### [Extracted text]
Begin

# MP3s on YDL for PS3



## OrbitzXT (Feb 14, 2008)

When I try to play MP3s using Rhythmbox in Yellow Dog Linux for PS3 it doesn't work. I've tried googling this and saw maybe one or two suggestions to get it to work but they're not very detailed for someone like myself who knows little to nothing of Linux. If anyone has got MP3s to play successfully on their YDL for PS3 please tell me how


----------



## xfire (Feb 15, 2008)

You have to get MP3 codecs for it.


----------



## OrbitzXT (Feb 16, 2008)

I know that, I just don't know how/where to get them and how to install them ><


----------



## Wile E (Feb 16, 2008)

You have to enable the Fedora Extras (or Restricted) repo. Should be able to do it from the Add/Remove Software thingy. lol. (Or possibly the package manager itself.) Then you should be able to download the codecs needed, or an entirely different player, such as VLC.


----------



## xfire (Feb 16, 2008)

Google
MP3 codecs for YDL
Thats how I learnt linux.


----------



## OrbitzXT (Feb 17, 2008)

End

### [Given material]
Begin

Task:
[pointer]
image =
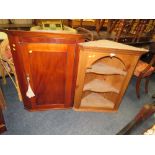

End

### [Exercise prompt]
Can you reproduce the text of the PS3 MP3 thread above, between "You have to enable" and "such as VLC.", inclusive?

### [Solution to the exercise]
You have to enable the Fedora Extras (or Restricted) repo. Should be able to do it from the Add/Remove Software thingy. lol. (Or possibly the package manager itself.) Then you should be able to download the codecs needed, or an entirely different player, such as VLC.